Requirement: Output each line of the material exactly as it stands.

Data for this task:
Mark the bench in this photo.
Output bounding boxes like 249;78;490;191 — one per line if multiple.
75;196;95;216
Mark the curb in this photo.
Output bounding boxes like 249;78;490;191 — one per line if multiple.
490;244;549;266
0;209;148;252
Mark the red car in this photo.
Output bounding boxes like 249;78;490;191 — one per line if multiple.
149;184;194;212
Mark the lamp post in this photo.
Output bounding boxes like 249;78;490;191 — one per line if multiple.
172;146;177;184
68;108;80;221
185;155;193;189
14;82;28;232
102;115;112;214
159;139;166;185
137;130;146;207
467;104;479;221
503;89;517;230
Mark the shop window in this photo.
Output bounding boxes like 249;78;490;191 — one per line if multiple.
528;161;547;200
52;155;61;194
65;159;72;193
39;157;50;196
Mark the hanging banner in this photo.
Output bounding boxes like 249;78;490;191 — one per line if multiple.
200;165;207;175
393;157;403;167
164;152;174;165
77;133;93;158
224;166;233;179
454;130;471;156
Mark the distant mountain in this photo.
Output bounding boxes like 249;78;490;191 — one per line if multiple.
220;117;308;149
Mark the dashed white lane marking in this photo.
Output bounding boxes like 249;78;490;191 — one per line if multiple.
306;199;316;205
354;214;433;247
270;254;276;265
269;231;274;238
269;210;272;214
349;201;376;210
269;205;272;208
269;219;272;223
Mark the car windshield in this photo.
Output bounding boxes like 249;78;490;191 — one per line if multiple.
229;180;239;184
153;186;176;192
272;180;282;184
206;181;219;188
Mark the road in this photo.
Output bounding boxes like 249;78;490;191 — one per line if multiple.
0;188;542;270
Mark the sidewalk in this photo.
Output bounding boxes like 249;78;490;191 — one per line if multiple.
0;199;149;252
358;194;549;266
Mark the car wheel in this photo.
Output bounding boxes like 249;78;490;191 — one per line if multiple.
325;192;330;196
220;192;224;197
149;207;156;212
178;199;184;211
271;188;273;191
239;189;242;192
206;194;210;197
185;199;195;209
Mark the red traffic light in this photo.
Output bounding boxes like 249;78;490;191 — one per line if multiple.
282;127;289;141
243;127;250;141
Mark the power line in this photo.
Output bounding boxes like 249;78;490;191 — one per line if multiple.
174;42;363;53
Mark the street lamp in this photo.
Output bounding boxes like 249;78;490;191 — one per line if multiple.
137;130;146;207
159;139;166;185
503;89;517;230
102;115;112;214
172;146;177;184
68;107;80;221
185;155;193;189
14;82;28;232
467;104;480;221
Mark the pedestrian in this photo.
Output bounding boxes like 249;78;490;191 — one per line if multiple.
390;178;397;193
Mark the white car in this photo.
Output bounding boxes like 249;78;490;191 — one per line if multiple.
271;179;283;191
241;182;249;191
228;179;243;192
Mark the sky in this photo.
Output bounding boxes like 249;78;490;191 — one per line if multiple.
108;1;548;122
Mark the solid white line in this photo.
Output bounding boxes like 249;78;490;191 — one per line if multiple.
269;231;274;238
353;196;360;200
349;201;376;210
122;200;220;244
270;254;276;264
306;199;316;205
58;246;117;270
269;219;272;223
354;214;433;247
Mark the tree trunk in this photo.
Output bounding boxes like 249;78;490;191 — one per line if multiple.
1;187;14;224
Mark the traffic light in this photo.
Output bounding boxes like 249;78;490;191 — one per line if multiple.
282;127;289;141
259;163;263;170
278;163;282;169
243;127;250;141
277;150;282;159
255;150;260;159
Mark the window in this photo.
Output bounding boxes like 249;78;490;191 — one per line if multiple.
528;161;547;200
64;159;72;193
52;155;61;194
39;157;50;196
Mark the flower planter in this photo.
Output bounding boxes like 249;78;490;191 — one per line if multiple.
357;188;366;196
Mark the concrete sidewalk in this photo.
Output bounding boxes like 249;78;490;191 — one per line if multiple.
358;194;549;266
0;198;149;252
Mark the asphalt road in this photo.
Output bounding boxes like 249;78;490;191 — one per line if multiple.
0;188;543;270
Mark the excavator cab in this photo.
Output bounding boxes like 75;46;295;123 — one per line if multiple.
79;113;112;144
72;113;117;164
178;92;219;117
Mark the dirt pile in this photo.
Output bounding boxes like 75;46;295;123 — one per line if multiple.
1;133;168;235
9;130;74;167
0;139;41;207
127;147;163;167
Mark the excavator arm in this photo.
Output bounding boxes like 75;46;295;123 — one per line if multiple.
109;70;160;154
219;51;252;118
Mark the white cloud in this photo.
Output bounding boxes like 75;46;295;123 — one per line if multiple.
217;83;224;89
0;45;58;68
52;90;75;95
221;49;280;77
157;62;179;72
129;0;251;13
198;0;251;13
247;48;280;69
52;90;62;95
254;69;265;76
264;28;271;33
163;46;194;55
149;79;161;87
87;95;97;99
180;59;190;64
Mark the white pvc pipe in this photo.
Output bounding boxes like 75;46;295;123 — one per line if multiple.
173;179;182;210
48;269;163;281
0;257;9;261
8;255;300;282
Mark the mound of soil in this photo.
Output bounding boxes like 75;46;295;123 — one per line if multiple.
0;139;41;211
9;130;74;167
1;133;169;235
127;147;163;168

Exercise result:
Mark the bench in this photo.
Output bounding boxes like 249;78;490;191 — one per line if multiple.
75;196;95;216
Mark the curb in this photo.
Output bounding boxes like 249;78;490;191 — one per line if multiple.
490;244;549;266
0;209;148;252
Mark the red car in this photo.
Output bounding boxes like 249;78;490;191 — one per line if multiple.
149;184;194;212
Mark the lamp post in this photo.
Output bounding boxes like 249;78;490;191 — one per line if multiple.
172;146;177;184
68;108;80;221
185;155;193;189
14;82;28;232
102;115;112;214
159;139;166;185
137;130;146;207
467;104;479;221
503;89;517;230
Mark the shop window in this photo.
Output bounding boxes like 249;78;490;191 — one per line if multiple.
528;161;547;200
52;155;61;194
65;159;72;193
39;157;50;196
Mark the hanging banner in this photo.
Output bounding boxes like 249;78;490;191 — one per line if multiple.
200;165;207;175
393;157;403;167
164;152;174;165
77;133;93;158
224;166;233;179
454;130;471;156
Mark the distant mountain in this photo.
Output bounding boxes like 249;78;490;191 — one per line if multiple.
220;117;308;149
Mark the dashed white lane marking in this photo.
Output bounding boxes like 249;78;490;191 — one per line if multiple.
306;199;316;205
354;214;433;247
270;254;276;265
269;231;274;238
269;210;272;214
349;201;376;210
269;205;272;208
269;219;272;223
Mark the car windshield in this photo.
Output bounding boxes like 249;78;490;191 — one per line if multiple.
229;180;239;184
153;186;176;192
272;180;282;184
206;181;219;188
Mark the road in this photo.
Output bounding boxes like 249;78;490;191 — one per line if multiple.
0;188;542;270
Mark the sidewalk in this photo.
Output bounding boxes like 249;78;490;191 — one per line if multiple.
0;199;149;252
358;194;549;266
Mark the car wheel in this photo.
Output bounding boxes like 249;78;490;191 — one per line if multiple.
325;192;330;196
220;192;224;197
149;207;156;212
178;199;184;211
271;188;273;191
239;189;242;192
206;194;210;197
185;199;195;209
Mark the red traffic light in this photo.
Output bounding boxes like 249;78;490;191 — one per line if multiple.
282;127;289;141
243;127;250;141
Mark the power line in this photo.
Output bounding boxes like 249;78;490;191 — one per line if multiple.
174;42;363;53
Mark the street lamp in this photo.
Output bounding boxes like 249;78;490;191 — one per line if multiple.
137;130;146;207
159;139;166;185
503;89;517;230
102;115;112;214
172;146;177;184
68;107;80;221
185;155;193;189
14;82;28;232
467;104;480;221
Mark the pedestrian in this photo.
Output bounding boxes like 249;78;490;191 — one per line if multiple.
390;178;397;193
Mark the white car in this photo.
Output bounding boxes like 249;78;490;191 — one per line if multiple.
271;179;283;191
241;182;249;191
228;179;243;192
Mark the sky in this photo.
Output bounding boxes like 249;78;490;191 — one per line if multiple.
108;1;548;122
Mark the solid white line in this photo.
Output bounding boxes like 249;78;490;191 — one per line if multiple.
269;231;274;238
353;196;360;200
349;201;376;210
122;200;220;244
270;254;276;264
306;199;316;205
58;246;117;270
269;219;272;223
354;214;433;247
Mark the tree trunk in this photo.
Output bounding boxes like 249;78;490;191 — one per line if multiple.
1;187;14;224
Mark the traffic light in this photo.
Output bounding boxes like 249;78;490;191 — one per line if multiple.
282;127;289;141
259;163;263;170
278;163;282;169
243;127;250;141
277;150;282;159
255;150;260;159
Mark the window in this photo.
Output bounding boxes like 249;78;490;191 — one per line if multiple.
528;161;547;200
64;159;72;193
52;155;61;194
39;157;50;196
Mark the flower planter in this photo.
Output bounding boxes like 249;78;490;191 — one per line if multiple.
357;188;366;196
Mark the concrete sidewalk in this photo.
Output bounding boxes like 249;78;490;191 — one per line if multiple.
358;194;549;266
0;198;149;252
Mark the asphalt road in this photo.
Output bounding boxes like 249;78;490;191 — one per line if multiple.
0;188;543;270
Mark the excavator cab in this photo.
Output bounding boxes like 75;46;295;123 — one per line if multiple.
79;113;112;144
72;113;117;164
178;92;219;117
Mark the dirt pile in this photo.
Output bounding boxes like 75;46;295;123 — one per line if multiple.
1;133;168;235
9;130;74;167
0;139;41;207
127;147;163;167
Mark the excavator arm in this photo.
Output bounding boxes like 75;46;295;123 — one per line if multiple.
109;70;160;154
219;51;252;118
Mark the white cloud in this photo.
Output bounding boxes like 75;46;295;123 — one per line if multiple.
217;83;224;89
0;45;58;68
52;90;75;95
221;49;280;77
157;62;179;72
129;0;251;13
198;0;251;13
247;48;280;69
52;90;62;95
254;69;265;76
264;28;271;33
163;46;194;55
149;79;161;87
87;95;97;99
180;59;190;64
Mark the white pvc pipe in this photo.
Output bounding boxes like 75;46;295;123 — one per line if multiple.
173;179;182;210
48;269;163;281
0;257;9;261
8;255;300;282
Mark the mound of soil in this photo.
Output bounding boxes like 75;46;295;123 — one per line if multiple.
0;139;41;211
9;130;74;167
1;133;169;235
127;147;163;168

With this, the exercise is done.